Extract provided
[BEGIN]
Duplicate hashing #9

bitsondatadev · 2020-11-28T01:20:34Z

I would like to suggest using a hash to determine duplicates of a file rather than the filesize as this can have false positives, especially dealing with the number of photos many people typically store in these services.

md5 is faster than sha in most cases so I would recommend we use this.

>>> image_file = open('2017-11-11/20171111_170331.jpg').read()
>>> image_file2 = open('Saturday in Rockford/20171111_170331.jpg').read()
>>> hashlib.md5(image_file).hexdigest() == hashlib.md5(image_file2).hexdigest()
True

Thoughts?

The text was updated successfully, but these errors were encountered:

bitsondatadev · 2020-11-28T02:34:17Z

Added a simple change. Haven't tested it on a large amount of images yet so may need to consider performance. Especially around larger files like videos.

bitsondatadev · 2020-11-28T02:47:09Z

Added a simple change. Haven't tested it on a large amount of images yet so may need to consider performance. Especially around larger files like videos.

One alternative could be to set a strict limit of any file >10 MB or something, we can use the original size hash and otherwise read the file and run md5. I think there will be lower chances we'll run into false positives as there will be much fewer files in this range.

TheLastGimbus · 2020-11-28T07:28:12Z

Generally, I used size comparison, because I think the probability to have two different photos identical in size 1:1, all single bytes, is near 0. Like, if you just change one value in exif, let's say lat: 49.399999, lng: 22.133333 to lat: 49.4, lng: 22.12, it would not match. If you find me real life example, I would be surprised and instantly add hashes

Only case I imagine is where someone drew two pictures of identical lines in paint, but on different sides, and it happened that they have same size :P

set a strict limit of any file >10 MB

This seems interesting... but I would say 5 or 2.5mb

bitsondatadev · 2020-11-28T09:10:23Z

I've never seen this with images per se, but i've seen it with files in general. It's very unlikely overall until you start getting more and more data. I have 100GB of data from my takeout I just performed. Let me run a quick proof of concept there.

TheLastGimbus · 2020-11-28T09:25:22Z

If I remember well, de-duplicating is done inside "date folders" in takeout - that's why I don't worry about it as much

bitsondatadev · 2020-11-28T14:03:45Z

Yeah, for this case it is probably okay to leave it as size, but I'd like to generalize this duplicate detection for the album use case as well which will introduce a lot more usage. But there are definitely performance implications to be considered. If this isn't something you want to add to your version that is fine too. I can keep it in my fork. I'm already happy you solved the exif and general takeout problem to begin with 😁😁.

TheLastGimbus · 2020-11-28T15:10:05Z

By the way, this is Stackoverflow answear I based on (I should probably include this in comments):

https://stackoverflow.com/questions/748675/finding-duplicate-files-and-removing-them

The guy here first checks the size, then first 1kb, and only then the whole hash 👍

If this isn't something you want to add

Oh I totally do - I'm just afraid if it won't be too slow (this script already kinda is) - but I'm sure the solution above will do

bitsondatadev · 2020-11-28T15:28:34Z

Oh that's brilliant! I really like that solution. We did something similar to this for our checksums when moving files into Glacier from HDFS.
[END]
Exercise directions
Return, word for word, the part of the duplicate-hashing thread starting at "bitsondatadev · 2020-11-28T15:28:34Z" and ending at "Glacier from HDFS.". The listing that comes next has no connection to the duplicate-hashing thread.

Source excerpt
[BEGIN]
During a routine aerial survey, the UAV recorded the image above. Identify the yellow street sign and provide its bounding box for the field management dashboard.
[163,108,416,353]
[END]
Output
bitsondatadev · 2020-11-28T15:28:34Z

Oh that's brilliant! I really like that solution. We did something similar to this for our checksums when moving files into Glacier from HDFS.